╔══

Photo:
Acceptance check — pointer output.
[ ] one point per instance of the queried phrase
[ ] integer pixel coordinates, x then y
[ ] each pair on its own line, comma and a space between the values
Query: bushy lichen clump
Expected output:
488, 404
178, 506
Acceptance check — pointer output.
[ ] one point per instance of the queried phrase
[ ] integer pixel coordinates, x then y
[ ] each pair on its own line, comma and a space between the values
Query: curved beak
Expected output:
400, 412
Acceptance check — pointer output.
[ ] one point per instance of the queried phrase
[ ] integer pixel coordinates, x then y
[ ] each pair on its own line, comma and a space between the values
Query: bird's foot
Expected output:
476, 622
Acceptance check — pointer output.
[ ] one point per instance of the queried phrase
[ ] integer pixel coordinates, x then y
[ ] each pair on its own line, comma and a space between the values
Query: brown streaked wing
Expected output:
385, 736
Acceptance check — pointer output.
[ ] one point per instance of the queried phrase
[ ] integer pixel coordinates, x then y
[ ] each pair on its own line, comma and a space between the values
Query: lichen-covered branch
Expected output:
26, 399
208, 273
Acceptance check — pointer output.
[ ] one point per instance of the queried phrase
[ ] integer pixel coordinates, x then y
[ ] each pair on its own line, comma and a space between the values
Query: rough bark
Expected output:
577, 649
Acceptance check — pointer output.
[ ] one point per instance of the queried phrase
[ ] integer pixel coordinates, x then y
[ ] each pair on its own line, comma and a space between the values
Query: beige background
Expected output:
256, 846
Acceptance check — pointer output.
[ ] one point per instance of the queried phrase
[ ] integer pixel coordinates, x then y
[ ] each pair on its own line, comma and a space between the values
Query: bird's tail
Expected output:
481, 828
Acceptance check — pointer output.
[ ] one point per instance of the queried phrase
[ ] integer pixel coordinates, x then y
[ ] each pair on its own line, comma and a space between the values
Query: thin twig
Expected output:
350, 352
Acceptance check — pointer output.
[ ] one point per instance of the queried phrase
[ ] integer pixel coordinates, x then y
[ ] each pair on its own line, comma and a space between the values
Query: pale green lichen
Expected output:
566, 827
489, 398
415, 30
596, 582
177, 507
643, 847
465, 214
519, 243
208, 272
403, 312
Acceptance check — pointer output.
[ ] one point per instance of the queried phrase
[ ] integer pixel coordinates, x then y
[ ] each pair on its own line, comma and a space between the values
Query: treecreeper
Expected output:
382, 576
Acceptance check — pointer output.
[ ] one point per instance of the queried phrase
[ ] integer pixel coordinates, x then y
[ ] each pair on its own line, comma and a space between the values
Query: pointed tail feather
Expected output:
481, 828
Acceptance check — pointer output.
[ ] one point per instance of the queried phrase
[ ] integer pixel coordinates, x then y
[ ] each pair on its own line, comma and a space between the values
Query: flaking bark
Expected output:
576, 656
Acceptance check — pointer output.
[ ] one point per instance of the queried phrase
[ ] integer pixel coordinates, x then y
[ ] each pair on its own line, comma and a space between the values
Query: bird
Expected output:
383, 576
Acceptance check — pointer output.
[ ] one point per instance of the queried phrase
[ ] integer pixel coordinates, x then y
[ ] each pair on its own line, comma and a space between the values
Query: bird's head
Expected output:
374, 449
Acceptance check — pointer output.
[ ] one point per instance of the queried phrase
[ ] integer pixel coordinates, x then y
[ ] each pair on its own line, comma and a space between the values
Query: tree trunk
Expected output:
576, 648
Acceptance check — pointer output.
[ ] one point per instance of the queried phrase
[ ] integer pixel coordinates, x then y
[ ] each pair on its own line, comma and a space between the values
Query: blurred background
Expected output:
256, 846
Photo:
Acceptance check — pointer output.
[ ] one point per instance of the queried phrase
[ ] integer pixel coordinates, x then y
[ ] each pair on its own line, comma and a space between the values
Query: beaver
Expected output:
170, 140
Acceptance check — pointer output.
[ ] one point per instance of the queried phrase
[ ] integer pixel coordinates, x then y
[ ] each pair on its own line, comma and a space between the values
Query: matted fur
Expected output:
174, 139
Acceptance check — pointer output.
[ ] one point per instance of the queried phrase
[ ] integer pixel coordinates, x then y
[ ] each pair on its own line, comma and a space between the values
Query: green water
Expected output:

╚══

Write out every record, exactly as written.

■ **RESPONSE TO THE TASK**
Photo:
Acceptance check — pointer output.
[ ] one point per instance of the queried phrase
[ ] integer pixel coordinates, x then y
[ ] each pair on its own line, comma and a space between the values
Query: bushy lichen clump
Expected output:
488, 404
178, 506
Acceptance check — pointer output.
[ ] one point per instance of the queried phrase
[ ] integer pixel coordinates, x then y
[ ] each pair on its own line, comma and a space between the values
Query: curved beak
Expected output:
400, 412
Acceptance check — pointer output.
[ ] one point per instance of the queried phrase
[ ] integer pixel coordinates, x then y
[ ] each pair on its own line, comma and a space between the values
Query: bird's foot
Expected output:
476, 622
Acceptance check — pointer output.
[ ] one point per instance of the queried phrase
[ ] integer pixel coordinates, x then y
[ ] each pair on its own line, comma and a space between the values
Query: brown streaked wing
Expected output:
385, 736
Acceptance check — pointer output.
[ ] one point per instance of the queried phrase
[ ] integer pixel coordinates, x then y
[ ] each pair on its own line, comma and a space between the values
Query: lichen-covered branch
Expected output:
26, 399
208, 273
Acceptance check — pointer output.
[ ] one point per instance of the queried phrase
[ ] integer pixel coordinates, x then y
[ ] each pair on its own line, comma and a space between the values
Query: rough bark
Expected output:
577, 649
Acceptance check — pointer output.
[ ] one point per instance of the queried phrase
[ ] integer pixel coordinates, x then y
[ ] each pair on its own line, comma and a space between the values
Query: beige background
Expected output:
256, 846
Acceptance check — pointer output.
[ ] one point per instance of the queried phrase
[ ] integer pixel coordinates, x then y
[ ] each pair on its own line, comma and a space between the values
Query: bird's tail
Expected output:
481, 828
Acceptance check — pointer output.
[ ] one point per instance of the queried phrase
[ ] integer pixel coordinates, x then y
[ ] each pair on its own line, comma and a space between the values
Query: thin twig
Expected output:
350, 352
Acceptance check — pointer output.
[ ] one point per instance of the queried phrase
[ ] integer pixel coordinates, x then y
[ ] each pair on its own line, comma and a space between the values
Query: pale green lichen
Expected output:
566, 827
489, 398
415, 30
596, 582
177, 507
643, 847
465, 214
519, 243
208, 272
403, 312
Acceptance check — pointer output.
[ ] one point per instance of the queried phrase
[ ] integer pixel coordinates, x then y
[ ] each pair on its own line, comma and a space between the values
Query: treecreeper
Expected output:
382, 576
Acceptance check — pointer output.
[ ] one point per instance of the queried phrase
[ ] integer pixel coordinates, x then y
[ ] each pair on its own line, comma and a space between the values
Query: pointed tail feather
Expected output:
481, 828
Acceptance check — pointer output.
[ ] one point per instance of the queried phrase
[ ] integer pixel coordinates, x then y
[ ] each pair on its own line, comma and a space between the values
Query: flaking bark
Expected output:
576, 656
Acceptance check — pointer output.
[ ] one point per instance of the queried phrase
[ ] integer pixel coordinates, x then y
[ ] each pair on its own line, comma and a space between the values
Query: bird
Expected output:
383, 576
Acceptance check — pointer output.
[ ] one point per instance of the queried phrase
[ ] integer pixel coordinates, x then y
[ ] each pair on its own line, comma and a space between the values
Query: bird's head
Expected output:
374, 449
Acceptance check — pointer output.
[ ] one point per instance of the queried phrase
[ ] integer pixel coordinates, x then y
[ ] each pair on its own line, comma and a space between the values
Query: tree trunk
Expected output:
576, 648
Acceptance check — pointer output.
[ ] one point per instance of the queried phrase
[ ] integer pixel coordinates, x then y
[ ] each pair on its own line, comma and a space between the values
Query: blurred background
Expected output:
256, 846
Photo:
Acceptance check — pointer output.
[ ] one point per instance of the queried phrase
[ ] integer pixel coordinates, x then y
[ ] each pair on its own line, comma and a space between the values
Query: beaver
Expected output:
170, 140
Acceptance check — pointer output.
[ ] one point per instance of the queried phrase
[ ] integer pixel coordinates, x then y
[ ] each pair on its own line, comma and a space between the values
Query: matted fur
Expected output:
174, 139
Acceptance check — pointer output.
[ ] one point per instance of the queried phrase
[ ] integer pixel coordinates, x then y
[ ] each pair on its own line, comma and a space between the values
Query: green water
Expected output:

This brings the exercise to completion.